One of the new rulers’ first measures discriminated against the many Russian-speakers, limiting the use of all but Ukrainian, making them second-class citizens and in Crimea angry enough to vote, with a big majority, to break with Ukraine and rejoin with Russia (to which they had belonged until 1954) and in eastern Donbas to form two separate republics, much as Albanian-speaking people in Kosovo broke away from Serbia in 2008. In such decisions national pride, or self-defense – superseded complex international rules. Military operations against Donbas were soon launched, using the fascistic “Azov” militia units.
With Ukraine now a new segment in the ring around Russia, USA-NATO built up its strength there, first with “non-lethal” arms and trainers, letting allies like Lithuania pass on bigger stuff. Then came a series of military maneuvers. Defender-Europe 20 was hindered by Covid-19 but, in 2021, Sea Breeze was conducted in the Sea of Azov and the Black Sea with more than 30 warships and 40 planes from 32 countries not far from the Russians’ southern naval base of Sevastopol.
________
Retype the part of the text on Ukraine, Russia and NATO starting with "With Ukraine now" and going on through "base of Sevastopol.".

-- Recorded data --
________
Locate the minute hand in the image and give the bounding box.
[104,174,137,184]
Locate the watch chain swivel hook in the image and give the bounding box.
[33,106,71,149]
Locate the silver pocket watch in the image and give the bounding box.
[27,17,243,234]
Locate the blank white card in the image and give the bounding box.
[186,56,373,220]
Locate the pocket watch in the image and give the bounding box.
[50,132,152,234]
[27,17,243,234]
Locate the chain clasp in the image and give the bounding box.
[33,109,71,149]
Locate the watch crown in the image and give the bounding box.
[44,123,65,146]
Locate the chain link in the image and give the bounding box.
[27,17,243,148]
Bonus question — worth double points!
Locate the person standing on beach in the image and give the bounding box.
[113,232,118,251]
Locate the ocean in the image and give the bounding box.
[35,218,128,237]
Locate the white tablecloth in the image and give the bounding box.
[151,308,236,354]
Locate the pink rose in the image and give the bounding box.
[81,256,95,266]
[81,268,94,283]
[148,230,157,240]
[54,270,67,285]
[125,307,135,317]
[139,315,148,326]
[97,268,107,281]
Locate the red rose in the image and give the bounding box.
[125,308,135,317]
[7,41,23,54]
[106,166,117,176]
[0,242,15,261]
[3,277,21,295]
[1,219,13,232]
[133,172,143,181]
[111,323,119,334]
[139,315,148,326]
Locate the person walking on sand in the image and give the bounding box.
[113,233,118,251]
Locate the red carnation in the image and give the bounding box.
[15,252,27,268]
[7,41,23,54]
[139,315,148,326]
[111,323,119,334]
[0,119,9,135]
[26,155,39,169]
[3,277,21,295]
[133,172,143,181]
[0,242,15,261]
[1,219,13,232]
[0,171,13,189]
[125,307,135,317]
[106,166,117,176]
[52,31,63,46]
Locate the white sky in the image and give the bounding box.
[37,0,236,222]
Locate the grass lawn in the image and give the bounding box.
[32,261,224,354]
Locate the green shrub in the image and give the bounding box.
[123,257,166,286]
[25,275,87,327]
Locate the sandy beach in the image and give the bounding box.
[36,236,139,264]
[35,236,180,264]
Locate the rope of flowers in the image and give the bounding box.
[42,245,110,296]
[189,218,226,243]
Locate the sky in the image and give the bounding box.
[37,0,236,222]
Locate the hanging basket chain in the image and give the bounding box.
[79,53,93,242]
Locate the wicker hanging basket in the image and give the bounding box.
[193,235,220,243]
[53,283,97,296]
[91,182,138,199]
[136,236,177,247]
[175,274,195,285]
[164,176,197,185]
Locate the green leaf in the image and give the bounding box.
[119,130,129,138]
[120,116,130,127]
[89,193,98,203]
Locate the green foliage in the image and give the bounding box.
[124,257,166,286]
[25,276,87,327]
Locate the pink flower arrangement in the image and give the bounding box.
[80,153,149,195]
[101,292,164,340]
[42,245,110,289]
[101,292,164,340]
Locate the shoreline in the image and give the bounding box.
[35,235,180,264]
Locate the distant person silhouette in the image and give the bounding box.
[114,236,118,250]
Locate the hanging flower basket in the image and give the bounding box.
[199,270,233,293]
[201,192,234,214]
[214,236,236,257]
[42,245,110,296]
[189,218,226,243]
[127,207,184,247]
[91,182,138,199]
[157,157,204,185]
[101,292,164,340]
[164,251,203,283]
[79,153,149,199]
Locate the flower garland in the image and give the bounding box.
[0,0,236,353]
________
-- Task output --
With Ukraine now a new segment in the ring around Russia, USA-NATO built up its strength there, first with “non-lethal” arms and trainers, letting allies like Lithuania pass on bigger stuff. Then came a series of military maneuvers. Defender-Europe 20 was hindered by Covid-19 but, in 2021, Sea Breeze was conducted in the Sea of Azov and the Black Sea with more than 30 warships and 40 planes from 32 countries not far from the Russians’ southern naval base of Sevastopol.